TEXT SHOWN:
= = = = = = =
Skip to main content
NIHPA Author Manuscripts logoLink to NIHPA Author Manuscripts
. Author manuscript; available in PMC: 2021 Jan 15.
Published in final edited form as: Med Image Comput Comput Assist Interv. 2020 Sep 29;12265:362–371. doi: 10.1007/978-3-030-59722-1_35

Multimarginal Wasserstein Barycenter for Stain Normalization and Augmentation

Saad Nadeem 1, Travis Hollmann 2, Allen Tannenbaum 3
PMCID: PMC7810499  NIHMSID: NIHMS1660602  PMID: 33458721

Abstract

Variations in hematoxylin and eosin (H&E) stained images (due to clinical lab protocols, scanners, etc) directly impact the quality and accuracy of clinical diagnosis, and hence it is important to control for these variations for a reliable diagnosis. In this work, we present a new approach based on the multimarginal Wasserstein barycenter to normalize and augment H&E stained images given one or more references. Specifically, we provide a mathematically robust way of naturally incorporating additional images as intermediate references to drive stain normalization and augmentation simultaneously. The presented approach showed superior results quantitatively and qualitatively as compared to state-of-the-art methods for stain normalization. We further validated our stain normalization and augmentations in the nuclei segmentation task on a publicly available dataset, achieving state-of-the-art results against competing approaches.

Keywords: Wasserstein Barycenter, Stain Normalization

1. Introduction

Histology is founded on the study of microscopic images to diagnose cell structures and arrangements for which staining is a critical part of the tissue preparation process. In particular, certain staining agents (mainly hematoxylin and eosin) transform the transparent tissue samples to become more distinguishable. Hematoxylin dyes the nuclei a dark purple color while eosin dyes other structures a pink color. A major problem is that results from the staining are inconsistent and prone to variability due to many factors including differing lab protocols, inter-patient variabilities, differences in raw materials, and variations in the slide scanners. These inconsistencies may cause major problems not only for pathologists, but may also degrade the performance of computer-aided diagnosis systems.
= = = = = = =
DATA UNDER STUDY:
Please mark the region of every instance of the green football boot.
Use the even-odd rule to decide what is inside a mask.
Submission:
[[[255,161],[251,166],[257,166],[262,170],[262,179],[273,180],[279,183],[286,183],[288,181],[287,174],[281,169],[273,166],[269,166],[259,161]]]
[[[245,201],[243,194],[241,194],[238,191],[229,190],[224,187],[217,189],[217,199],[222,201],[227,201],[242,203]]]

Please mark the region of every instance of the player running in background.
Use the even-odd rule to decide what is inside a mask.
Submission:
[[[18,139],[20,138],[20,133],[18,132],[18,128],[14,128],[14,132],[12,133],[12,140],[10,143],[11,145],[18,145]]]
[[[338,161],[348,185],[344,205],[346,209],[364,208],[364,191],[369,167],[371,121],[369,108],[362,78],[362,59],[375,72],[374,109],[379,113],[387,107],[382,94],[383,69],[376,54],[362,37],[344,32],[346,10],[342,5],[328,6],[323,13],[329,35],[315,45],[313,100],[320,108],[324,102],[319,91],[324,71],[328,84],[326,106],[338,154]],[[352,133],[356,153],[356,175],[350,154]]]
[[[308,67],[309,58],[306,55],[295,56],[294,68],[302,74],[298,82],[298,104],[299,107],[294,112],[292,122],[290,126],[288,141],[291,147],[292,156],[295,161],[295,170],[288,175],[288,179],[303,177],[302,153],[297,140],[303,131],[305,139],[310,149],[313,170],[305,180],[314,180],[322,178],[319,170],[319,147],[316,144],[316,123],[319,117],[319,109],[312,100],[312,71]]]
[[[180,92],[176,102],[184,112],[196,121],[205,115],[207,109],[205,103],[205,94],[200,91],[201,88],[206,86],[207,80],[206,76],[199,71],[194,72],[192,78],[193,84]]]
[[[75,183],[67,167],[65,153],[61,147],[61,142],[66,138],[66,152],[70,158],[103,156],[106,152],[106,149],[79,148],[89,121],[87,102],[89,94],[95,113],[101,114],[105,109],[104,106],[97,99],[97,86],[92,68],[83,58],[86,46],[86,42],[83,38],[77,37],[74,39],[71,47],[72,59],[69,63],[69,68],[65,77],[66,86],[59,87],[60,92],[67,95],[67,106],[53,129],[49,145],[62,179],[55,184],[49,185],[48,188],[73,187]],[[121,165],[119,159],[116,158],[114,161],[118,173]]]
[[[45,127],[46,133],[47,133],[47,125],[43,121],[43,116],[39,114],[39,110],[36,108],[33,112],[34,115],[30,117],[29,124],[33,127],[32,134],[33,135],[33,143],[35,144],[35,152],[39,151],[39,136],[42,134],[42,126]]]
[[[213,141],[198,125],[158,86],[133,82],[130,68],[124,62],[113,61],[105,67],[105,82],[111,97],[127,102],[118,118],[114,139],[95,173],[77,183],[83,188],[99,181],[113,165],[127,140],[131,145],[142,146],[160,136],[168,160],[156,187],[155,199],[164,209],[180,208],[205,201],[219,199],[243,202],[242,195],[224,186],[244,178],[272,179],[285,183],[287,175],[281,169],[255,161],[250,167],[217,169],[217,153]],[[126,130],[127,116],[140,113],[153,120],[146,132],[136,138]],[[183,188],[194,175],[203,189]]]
= = = = = = =
ACTIVITY 1: From the stain normalization article, list every factor its introduction names as a cause of inconsistent staining results.
ACTIVITY 2: Write the next part of the stain normalization article, starting after its last sentence.

RESPONSE AREA 1:
- differing lab protocols
- inter-patient variabilities
- differences in raw materials
- variations in the slide scanners

RESPONSE AREA 2:
It is well-known that for downstream applications such as nuclei segmentation, stain normalization and augmentation are essential [5, 16]. In fact, augmentation might be more important than normalization, as pointed out by [10]. Color jitter or random HSV shifts was identified as an important step for the top contenders of the MonuSeg competition [6]. Due to the coming telemedicine revolution, there will be a strong requirement for either matching to a reference distribution or incorporating stain invariant approaches using stain augmentation or training on diverse datasets.

Tellez et al. [16] showed that for certain specific tasks, stain augmentation (adding color jitters in HSV or HED color space), with and without normalization, may also improve performance while making the resultant models more robust; nuclei segmentation was not explored as one of the tasks in the latter paper. Further as shown in [10], deep learning stain normalization/transfer approaches, such as StainGAN [14], are not particularly suitable for nuclei segmentation task given the lack of training data representing enough samples from same tissue, institution, preparation protocols, etc. Stain invariant models learnt via novel stain augmentation approaches can help achieve better performance. The work of Vahadane et al. [17] has been the predominant choice in the past for stain normalization in the nuclei segmentation tasks.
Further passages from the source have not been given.